▶ _GIVEN EXERCISE 1_: Retype the passage on SQC's funding word for word, starting with "Call it exquisite" and going on through "the atomic scale.".
▶ _GIVEN EXERCISE 2_: According to the passage on SQC's funding, how much was SQC seeking to fund its next five years?
▶ _GIVEN EXERCISE 3_: List every backer the passage on SQC's funding says put up capital, with the amount each contributed.

▶ _TEXT PROVIDED_:
_ _ _ _

Canberra put up $25 million, as did UNSW.  CBA put up $14 million, Telstra $10 million and the NSW government $8.7 million. That capital input drove SQC’s last five years, employing 50 staff, many of whom were former PhD students from UNSW. It has created a pipeline that is keeping these immensely qualified people in Australia and contributing to a critical mass. They all have equity, depending on their seniority and their patent output. 

Call it exquisite timing, but in June 2022, two weeks after SQC announced it was seeking $130 million to fund its next five years, the esteemed scientific journal, Nature, published SQC’s construction of the first integrated circuit ever made at the atomic scale. 

“We’re getting a pretty good response from the market,” says Blackpeak Capital’s Scott Colvin, who is advising SQC on its fundraising. “They’re incredibly well positioned globally. It’s a pretty exciting emerging sector. It’s not without challenges – the long timeframe to commercialisation – but they’ve got a very good portfolio and a credible roadmap.”

The investors want to hear from Simmons. “She’s the one talking to the majority of the deck. She’s globally renowned in this space. She presents really well.”

_ _ _ _

▶ _RAW DATA_:
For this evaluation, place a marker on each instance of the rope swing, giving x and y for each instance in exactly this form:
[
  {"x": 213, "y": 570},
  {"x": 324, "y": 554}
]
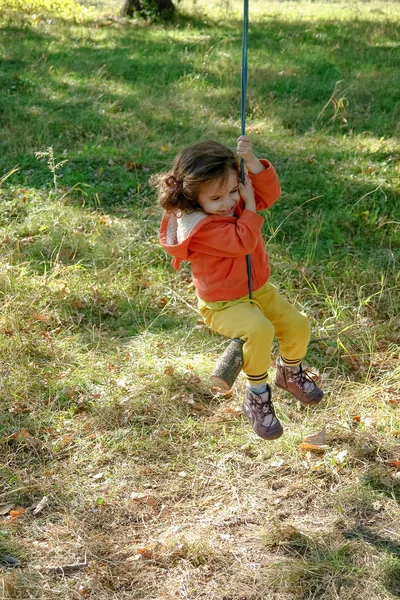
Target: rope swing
[{"x": 245, "y": 53}]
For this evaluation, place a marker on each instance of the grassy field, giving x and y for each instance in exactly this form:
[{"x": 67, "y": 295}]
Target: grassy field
[{"x": 152, "y": 481}]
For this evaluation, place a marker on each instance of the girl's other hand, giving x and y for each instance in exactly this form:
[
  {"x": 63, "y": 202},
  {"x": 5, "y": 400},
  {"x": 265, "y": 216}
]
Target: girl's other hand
[{"x": 247, "y": 194}]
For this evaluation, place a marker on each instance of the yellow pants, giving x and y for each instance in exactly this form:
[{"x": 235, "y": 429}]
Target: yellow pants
[{"x": 256, "y": 322}]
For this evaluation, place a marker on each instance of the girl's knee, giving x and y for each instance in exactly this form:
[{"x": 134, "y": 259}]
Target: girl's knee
[{"x": 262, "y": 331}]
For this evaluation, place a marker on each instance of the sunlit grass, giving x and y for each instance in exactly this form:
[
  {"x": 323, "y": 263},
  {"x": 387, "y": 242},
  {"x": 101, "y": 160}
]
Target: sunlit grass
[{"x": 104, "y": 364}]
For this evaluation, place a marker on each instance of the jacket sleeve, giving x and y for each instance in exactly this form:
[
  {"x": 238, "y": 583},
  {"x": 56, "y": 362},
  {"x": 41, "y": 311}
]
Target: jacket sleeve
[
  {"x": 228, "y": 238},
  {"x": 266, "y": 186}
]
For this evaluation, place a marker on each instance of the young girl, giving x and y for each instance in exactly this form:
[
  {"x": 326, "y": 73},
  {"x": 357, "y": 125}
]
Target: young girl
[{"x": 211, "y": 220}]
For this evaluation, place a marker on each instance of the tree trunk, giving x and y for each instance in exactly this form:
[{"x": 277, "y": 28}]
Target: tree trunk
[{"x": 163, "y": 8}]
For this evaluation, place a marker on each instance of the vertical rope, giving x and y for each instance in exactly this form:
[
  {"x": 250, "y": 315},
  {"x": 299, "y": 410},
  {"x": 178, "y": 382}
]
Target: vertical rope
[{"x": 245, "y": 48}]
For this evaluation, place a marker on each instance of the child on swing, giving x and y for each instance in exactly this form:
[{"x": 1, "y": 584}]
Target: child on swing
[{"x": 211, "y": 220}]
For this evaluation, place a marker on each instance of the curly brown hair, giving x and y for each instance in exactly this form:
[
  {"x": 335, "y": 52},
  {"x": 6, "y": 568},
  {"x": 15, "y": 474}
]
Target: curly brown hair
[{"x": 178, "y": 190}]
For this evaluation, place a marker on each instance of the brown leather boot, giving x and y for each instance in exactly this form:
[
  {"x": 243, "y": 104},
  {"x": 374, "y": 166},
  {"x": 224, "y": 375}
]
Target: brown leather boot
[
  {"x": 299, "y": 383},
  {"x": 260, "y": 411}
]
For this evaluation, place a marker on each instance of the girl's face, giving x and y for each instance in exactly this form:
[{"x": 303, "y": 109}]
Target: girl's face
[{"x": 217, "y": 198}]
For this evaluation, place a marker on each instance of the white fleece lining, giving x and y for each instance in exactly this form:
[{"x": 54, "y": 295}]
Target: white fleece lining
[{"x": 180, "y": 228}]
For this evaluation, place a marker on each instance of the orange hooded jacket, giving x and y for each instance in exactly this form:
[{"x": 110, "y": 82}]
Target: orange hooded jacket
[{"x": 216, "y": 246}]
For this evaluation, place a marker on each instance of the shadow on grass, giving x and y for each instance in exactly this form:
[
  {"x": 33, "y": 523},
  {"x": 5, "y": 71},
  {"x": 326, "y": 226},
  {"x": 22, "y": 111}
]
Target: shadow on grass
[
  {"x": 125, "y": 94},
  {"x": 362, "y": 532}
]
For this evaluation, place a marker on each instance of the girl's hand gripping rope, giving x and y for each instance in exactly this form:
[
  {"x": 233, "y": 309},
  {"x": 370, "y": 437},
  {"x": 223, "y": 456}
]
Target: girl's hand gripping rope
[
  {"x": 247, "y": 194},
  {"x": 245, "y": 151}
]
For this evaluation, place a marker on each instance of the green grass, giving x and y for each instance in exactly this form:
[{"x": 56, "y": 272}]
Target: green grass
[{"x": 105, "y": 406}]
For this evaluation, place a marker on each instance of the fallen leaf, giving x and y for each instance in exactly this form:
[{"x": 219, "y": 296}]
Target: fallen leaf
[
  {"x": 15, "y": 514},
  {"x": 138, "y": 496},
  {"x": 41, "y": 505},
  {"x": 318, "y": 439},
  {"x": 312, "y": 447},
  {"x": 146, "y": 552},
  {"x": 386, "y": 481},
  {"x": 5, "y": 508},
  {"x": 341, "y": 456},
  {"x": 277, "y": 463}
]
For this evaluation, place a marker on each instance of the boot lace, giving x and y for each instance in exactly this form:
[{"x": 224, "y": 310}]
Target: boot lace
[{"x": 304, "y": 379}]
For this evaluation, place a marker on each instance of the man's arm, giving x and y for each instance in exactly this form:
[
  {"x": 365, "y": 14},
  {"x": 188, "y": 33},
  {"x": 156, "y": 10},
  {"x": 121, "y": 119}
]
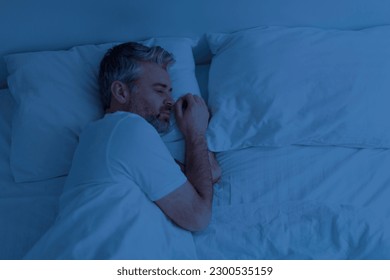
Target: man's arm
[{"x": 189, "y": 206}]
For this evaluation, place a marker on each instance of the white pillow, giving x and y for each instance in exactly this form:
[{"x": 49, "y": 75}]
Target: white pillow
[
  {"x": 277, "y": 86},
  {"x": 57, "y": 95}
]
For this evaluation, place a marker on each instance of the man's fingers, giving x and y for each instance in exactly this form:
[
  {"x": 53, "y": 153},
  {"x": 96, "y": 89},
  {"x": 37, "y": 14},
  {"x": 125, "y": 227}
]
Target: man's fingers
[{"x": 179, "y": 108}]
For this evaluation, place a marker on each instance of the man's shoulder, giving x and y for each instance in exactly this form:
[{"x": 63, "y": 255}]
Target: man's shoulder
[{"x": 130, "y": 125}]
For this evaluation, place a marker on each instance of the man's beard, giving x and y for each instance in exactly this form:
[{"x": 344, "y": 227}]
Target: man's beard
[{"x": 160, "y": 125}]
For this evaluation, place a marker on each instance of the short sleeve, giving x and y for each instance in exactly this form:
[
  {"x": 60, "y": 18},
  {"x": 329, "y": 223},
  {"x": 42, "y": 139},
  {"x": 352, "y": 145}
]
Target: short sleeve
[{"x": 137, "y": 153}]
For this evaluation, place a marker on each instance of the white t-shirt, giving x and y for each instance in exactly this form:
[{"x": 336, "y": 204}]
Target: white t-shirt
[{"x": 107, "y": 211}]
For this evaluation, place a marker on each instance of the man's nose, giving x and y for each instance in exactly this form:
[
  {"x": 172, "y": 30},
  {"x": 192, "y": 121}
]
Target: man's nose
[{"x": 169, "y": 101}]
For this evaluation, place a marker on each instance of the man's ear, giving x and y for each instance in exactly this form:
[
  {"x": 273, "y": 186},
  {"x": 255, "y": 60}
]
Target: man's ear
[{"x": 120, "y": 92}]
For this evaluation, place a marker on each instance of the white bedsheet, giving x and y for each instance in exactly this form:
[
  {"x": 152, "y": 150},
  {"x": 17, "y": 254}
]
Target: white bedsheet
[
  {"x": 26, "y": 210},
  {"x": 300, "y": 203},
  {"x": 288, "y": 203}
]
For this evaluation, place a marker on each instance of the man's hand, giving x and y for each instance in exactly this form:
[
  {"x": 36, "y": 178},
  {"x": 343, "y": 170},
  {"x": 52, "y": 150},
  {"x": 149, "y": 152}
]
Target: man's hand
[
  {"x": 192, "y": 116},
  {"x": 215, "y": 169}
]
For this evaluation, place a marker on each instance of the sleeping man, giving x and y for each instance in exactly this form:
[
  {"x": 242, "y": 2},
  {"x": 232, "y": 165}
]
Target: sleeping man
[{"x": 125, "y": 196}]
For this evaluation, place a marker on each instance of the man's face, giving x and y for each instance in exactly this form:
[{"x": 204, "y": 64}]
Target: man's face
[{"x": 152, "y": 96}]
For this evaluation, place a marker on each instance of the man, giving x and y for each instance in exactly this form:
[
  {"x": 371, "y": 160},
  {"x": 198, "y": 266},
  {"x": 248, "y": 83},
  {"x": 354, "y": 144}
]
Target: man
[
  {"x": 125, "y": 197},
  {"x": 133, "y": 78}
]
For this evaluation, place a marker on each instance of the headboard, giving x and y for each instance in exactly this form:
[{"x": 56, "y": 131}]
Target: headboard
[{"x": 53, "y": 24}]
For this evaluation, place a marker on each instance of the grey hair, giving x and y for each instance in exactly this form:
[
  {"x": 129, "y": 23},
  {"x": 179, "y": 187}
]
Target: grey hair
[{"x": 123, "y": 63}]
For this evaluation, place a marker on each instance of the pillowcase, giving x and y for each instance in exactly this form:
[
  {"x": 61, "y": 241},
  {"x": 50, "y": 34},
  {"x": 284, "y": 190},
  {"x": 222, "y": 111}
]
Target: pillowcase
[
  {"x": 57, "y": 94},
  {"x": 277, "y": 86}
]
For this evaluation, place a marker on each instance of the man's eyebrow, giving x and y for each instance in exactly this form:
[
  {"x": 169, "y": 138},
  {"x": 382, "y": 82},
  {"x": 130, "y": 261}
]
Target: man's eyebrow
[{"x": 161, "y": 85}]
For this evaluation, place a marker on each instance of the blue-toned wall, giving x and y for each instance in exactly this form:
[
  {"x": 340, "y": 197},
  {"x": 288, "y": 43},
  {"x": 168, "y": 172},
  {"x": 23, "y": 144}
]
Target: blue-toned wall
[{"x": 27, "y": 25}]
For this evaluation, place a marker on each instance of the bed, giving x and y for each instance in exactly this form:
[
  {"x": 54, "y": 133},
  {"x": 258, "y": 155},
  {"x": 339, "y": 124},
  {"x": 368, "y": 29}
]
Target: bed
[{"x": 298, "y": 94}]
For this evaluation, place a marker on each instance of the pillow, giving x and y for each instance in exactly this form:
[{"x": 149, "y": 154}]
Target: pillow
[
  {"x": 277, "y": 86},
  {"x": 56, "y": 93}
]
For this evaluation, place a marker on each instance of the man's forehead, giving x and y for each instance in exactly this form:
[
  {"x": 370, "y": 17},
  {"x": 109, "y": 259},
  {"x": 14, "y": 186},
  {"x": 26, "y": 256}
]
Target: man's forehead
[{"x": 155, "y": 73}]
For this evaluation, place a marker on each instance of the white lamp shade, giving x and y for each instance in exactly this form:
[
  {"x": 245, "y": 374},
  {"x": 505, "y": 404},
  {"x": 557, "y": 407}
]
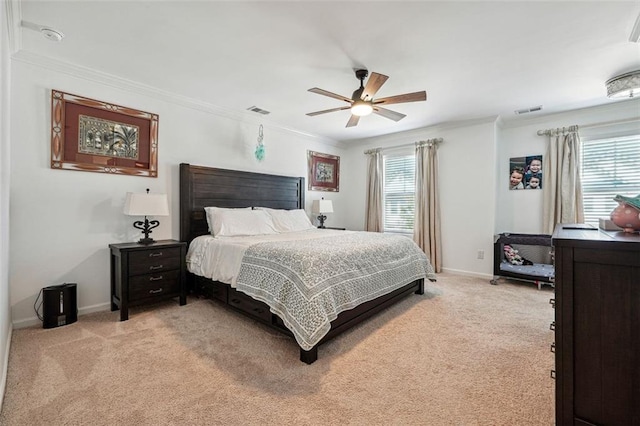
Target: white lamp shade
[
  {"x": 146, "y": 205},
  {"x": 322, "y": 206}
]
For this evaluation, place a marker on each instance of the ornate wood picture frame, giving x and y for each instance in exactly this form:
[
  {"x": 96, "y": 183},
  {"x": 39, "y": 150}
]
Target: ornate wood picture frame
[
  {"x": 324, "y": 172},
  {"x": 94, "y": 136}
]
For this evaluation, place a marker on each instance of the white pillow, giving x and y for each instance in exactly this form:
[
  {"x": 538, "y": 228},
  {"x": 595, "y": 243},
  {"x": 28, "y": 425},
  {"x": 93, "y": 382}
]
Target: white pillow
[
  {"x": 289, "y": 220},
  {"x": 209, "y": 213},
  {"x": 237, "y": 222}
]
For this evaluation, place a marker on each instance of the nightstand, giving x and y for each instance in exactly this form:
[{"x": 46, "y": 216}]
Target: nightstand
[{"x": 143, "y": 274}]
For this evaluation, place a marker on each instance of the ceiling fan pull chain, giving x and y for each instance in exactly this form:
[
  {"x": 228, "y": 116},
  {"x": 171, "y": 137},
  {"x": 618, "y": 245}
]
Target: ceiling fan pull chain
[{"x": 260, "y": 151}]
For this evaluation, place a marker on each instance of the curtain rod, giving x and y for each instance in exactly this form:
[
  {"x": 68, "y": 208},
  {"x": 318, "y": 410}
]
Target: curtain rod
[
  {"x": 434, "y": 140},
  {"x": 588, "y": 126}
]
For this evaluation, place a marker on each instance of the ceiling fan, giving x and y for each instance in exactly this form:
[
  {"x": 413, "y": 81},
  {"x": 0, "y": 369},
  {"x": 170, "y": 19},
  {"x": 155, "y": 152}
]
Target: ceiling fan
[{"x": 362, "y": 102}]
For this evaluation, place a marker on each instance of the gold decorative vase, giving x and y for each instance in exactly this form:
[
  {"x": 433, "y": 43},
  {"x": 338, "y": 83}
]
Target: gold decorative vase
[{"x": 627, "y": 214}]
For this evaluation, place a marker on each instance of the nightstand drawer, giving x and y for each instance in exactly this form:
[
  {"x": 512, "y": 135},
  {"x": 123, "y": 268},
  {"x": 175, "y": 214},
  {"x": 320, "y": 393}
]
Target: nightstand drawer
[
  {"x": 154, "y": 285},
  {"x": 153, "y": 255},
  {"x": 149, "y": 265}
]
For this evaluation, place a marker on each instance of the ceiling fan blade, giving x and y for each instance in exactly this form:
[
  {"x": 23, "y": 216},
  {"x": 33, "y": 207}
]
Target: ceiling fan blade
[
  {"x": 353, "y": 121},
  {"x": 374, "y": 84},
  {"x": 311, "y": 114},
  {"x": 387, "y": 113},
  {"x": 329, "y": 94},
  {"x": 399, "y": 99}
]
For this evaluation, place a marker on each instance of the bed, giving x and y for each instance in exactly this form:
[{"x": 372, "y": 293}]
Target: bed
[{"x": 205, "y": 187}]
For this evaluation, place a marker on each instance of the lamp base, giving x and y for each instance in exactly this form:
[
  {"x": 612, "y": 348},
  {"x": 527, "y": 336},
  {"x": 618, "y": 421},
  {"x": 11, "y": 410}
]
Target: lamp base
[
  {"x": 146, "y": 228},
  {"x": 146, "y": 241}
]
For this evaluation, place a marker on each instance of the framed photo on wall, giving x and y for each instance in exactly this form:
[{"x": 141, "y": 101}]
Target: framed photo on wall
[
  {"x": 324, "y": 171},
  {"x": 94, "y": 136},
  {"x": 525, "y": 172}
]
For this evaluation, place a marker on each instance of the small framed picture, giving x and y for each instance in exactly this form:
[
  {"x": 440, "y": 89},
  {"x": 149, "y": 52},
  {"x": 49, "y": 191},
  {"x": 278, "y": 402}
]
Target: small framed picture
[
  {"x": 94, "y": 136},
  {"x": 525, "y": 172},
  {"x": 324, "y": 171}
]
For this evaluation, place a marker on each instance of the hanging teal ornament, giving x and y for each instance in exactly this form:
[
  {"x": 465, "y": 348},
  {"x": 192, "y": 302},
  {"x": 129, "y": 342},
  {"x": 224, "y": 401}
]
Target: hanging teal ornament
[{"x": 260, "y": 151}]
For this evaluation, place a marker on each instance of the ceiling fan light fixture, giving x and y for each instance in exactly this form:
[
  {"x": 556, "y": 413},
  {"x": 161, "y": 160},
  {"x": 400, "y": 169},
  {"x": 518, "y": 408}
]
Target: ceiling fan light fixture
[
  {"x": 361, "y": 108},
  {"x": 624, "y": 86}
]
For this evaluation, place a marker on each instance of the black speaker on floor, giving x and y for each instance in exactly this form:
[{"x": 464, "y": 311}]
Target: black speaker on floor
[{"x": 59, "y": 305}]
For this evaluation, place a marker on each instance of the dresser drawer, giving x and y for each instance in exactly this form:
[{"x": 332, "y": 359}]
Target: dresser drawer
[
  {"x": 154, "y": 285},
  {"x": 249, "y": 305},
  {"x": 151, "y": 261}
]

_ _ _ _

▶ _REPLY 1_:
Call it exquisite timing, but in June 2022, two weeks after SQC announced it was seeking $130 million to fund its next five years, the esteemed scientific journal, Nature, published SQC’s construction of the first integrated circuit ever made at the atomic scale.

▶ _REPLY 2_: $130 million.

▶ _REPLY 3_:
- Canberra: $25 million
- UNSW: $25 million
- CBA: $14 million
- Telstra: $10 million
- NSW government: $8.7 million